Task instructions: Recast the records below as a numbered list, from their first line up to and including the line with "x=576 y=622". Omit blank lines.

Data supplied:
◇ ◇ ◇ ◇
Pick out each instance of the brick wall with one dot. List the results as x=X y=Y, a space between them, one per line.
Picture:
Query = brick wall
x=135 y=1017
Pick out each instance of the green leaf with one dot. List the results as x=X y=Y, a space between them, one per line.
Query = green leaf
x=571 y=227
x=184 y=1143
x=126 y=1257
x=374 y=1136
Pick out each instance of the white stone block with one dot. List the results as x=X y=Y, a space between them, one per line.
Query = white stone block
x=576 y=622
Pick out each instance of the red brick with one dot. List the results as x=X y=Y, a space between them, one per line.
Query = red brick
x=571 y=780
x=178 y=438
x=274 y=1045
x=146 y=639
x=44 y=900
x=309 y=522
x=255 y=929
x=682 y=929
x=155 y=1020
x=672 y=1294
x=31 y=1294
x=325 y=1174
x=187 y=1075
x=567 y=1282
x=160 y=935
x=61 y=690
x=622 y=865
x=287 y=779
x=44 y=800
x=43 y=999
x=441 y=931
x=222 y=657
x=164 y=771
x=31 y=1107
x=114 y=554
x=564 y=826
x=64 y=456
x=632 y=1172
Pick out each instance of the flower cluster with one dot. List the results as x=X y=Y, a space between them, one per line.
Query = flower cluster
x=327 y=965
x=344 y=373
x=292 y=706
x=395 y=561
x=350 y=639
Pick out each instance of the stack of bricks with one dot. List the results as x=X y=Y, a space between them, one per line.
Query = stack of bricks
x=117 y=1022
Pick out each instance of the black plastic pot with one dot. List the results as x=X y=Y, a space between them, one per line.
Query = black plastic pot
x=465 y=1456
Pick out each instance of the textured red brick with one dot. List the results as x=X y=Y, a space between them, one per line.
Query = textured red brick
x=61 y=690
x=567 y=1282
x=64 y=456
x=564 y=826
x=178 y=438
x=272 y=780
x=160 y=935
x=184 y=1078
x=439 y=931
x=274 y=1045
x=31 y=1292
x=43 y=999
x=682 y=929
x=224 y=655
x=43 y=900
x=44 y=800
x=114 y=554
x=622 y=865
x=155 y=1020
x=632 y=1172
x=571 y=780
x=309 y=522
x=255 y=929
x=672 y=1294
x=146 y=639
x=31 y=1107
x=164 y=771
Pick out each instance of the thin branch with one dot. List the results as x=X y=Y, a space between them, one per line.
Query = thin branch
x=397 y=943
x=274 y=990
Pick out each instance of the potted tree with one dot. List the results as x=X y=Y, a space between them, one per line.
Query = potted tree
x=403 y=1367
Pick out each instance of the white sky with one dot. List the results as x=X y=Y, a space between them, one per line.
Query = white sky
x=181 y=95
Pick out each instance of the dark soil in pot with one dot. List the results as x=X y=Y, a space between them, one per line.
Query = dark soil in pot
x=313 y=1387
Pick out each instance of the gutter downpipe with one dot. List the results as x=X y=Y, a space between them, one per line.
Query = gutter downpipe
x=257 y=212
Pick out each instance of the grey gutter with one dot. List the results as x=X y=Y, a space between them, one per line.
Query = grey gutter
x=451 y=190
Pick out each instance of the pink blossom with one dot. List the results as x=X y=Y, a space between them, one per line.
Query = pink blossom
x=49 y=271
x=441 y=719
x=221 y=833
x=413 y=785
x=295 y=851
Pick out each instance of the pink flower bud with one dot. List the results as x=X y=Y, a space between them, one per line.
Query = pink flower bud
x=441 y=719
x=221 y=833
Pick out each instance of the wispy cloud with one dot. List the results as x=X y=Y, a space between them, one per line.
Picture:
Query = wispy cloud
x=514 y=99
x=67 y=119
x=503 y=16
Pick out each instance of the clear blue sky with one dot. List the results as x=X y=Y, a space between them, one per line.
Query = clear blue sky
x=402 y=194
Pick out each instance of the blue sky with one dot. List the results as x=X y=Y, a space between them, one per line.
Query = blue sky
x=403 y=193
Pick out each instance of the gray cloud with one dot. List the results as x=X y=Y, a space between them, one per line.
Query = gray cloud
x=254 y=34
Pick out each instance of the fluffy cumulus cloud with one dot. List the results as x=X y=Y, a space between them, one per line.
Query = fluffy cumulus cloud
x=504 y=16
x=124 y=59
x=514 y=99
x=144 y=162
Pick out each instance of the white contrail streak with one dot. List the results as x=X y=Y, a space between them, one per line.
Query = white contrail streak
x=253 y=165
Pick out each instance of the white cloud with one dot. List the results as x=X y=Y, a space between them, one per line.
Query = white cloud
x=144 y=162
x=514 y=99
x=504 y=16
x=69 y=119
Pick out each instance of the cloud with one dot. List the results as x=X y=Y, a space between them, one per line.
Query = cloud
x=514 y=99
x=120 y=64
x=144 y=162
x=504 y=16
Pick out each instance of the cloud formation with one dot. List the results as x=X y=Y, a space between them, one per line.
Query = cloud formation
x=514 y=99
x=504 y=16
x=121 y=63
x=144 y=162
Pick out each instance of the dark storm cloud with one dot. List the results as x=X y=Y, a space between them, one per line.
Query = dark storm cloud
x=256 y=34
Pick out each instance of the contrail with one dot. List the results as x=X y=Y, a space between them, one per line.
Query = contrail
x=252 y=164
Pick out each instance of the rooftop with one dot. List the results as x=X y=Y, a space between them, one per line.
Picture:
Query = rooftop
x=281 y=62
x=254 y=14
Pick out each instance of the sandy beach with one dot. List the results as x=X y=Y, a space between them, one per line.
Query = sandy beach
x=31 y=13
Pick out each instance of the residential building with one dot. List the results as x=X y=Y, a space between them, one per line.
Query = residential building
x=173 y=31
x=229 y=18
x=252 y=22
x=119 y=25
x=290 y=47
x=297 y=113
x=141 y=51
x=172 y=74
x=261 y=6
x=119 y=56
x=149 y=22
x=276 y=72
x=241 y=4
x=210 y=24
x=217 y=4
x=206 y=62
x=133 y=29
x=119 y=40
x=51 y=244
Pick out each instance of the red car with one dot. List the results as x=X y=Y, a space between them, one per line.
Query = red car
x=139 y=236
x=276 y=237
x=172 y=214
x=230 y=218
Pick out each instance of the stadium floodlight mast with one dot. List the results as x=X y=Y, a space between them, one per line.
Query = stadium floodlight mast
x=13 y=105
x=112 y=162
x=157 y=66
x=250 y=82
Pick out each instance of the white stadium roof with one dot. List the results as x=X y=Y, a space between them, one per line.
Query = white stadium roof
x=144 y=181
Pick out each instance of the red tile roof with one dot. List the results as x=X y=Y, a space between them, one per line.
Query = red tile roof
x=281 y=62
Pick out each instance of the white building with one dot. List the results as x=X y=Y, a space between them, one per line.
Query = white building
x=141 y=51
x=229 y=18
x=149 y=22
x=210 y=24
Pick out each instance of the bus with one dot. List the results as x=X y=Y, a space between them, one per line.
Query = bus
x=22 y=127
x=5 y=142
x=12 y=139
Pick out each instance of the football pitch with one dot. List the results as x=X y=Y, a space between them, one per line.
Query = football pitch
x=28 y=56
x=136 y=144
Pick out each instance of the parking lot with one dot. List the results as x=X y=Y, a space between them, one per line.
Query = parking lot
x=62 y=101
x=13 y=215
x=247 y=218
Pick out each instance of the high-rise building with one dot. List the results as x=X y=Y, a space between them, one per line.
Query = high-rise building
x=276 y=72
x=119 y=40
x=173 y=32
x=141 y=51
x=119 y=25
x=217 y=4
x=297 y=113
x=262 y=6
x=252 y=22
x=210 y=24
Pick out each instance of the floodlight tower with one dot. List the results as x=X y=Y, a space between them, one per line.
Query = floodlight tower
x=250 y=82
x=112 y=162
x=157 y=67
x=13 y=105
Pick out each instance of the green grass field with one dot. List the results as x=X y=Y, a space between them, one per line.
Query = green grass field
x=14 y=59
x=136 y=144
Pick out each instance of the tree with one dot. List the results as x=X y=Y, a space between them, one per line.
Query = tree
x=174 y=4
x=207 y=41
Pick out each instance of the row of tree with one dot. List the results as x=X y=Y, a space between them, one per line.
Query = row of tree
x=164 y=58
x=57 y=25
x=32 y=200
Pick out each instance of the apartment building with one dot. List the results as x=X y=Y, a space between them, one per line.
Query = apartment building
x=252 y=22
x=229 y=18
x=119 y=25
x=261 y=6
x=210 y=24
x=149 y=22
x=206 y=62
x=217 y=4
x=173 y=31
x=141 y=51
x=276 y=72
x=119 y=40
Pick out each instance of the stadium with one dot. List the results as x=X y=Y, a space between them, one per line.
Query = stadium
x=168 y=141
◇ ◇ ◇ ◇
Output of the task:
1. Pick out each instance of the brick wall with one dot. List the results as x=X y=Y, a space between them, one per line.
2. Picture:
3. Query = brick wall
4. x=135 y=1017
5. Pick out each instance of the green leaf with one dot. List the results as x=X y=Y, a space between them, one per line.
6. Query = green leaf
7. x=571 y=227
8. x=184 y=1143
9. x=126 y=1257
10. x=374 y=1136
11. Pick out each instance of the white stone block with one dot. List the results as x=X y=Y, a space between them, one per line.
12. Query = white stone block
13. x=576 y=622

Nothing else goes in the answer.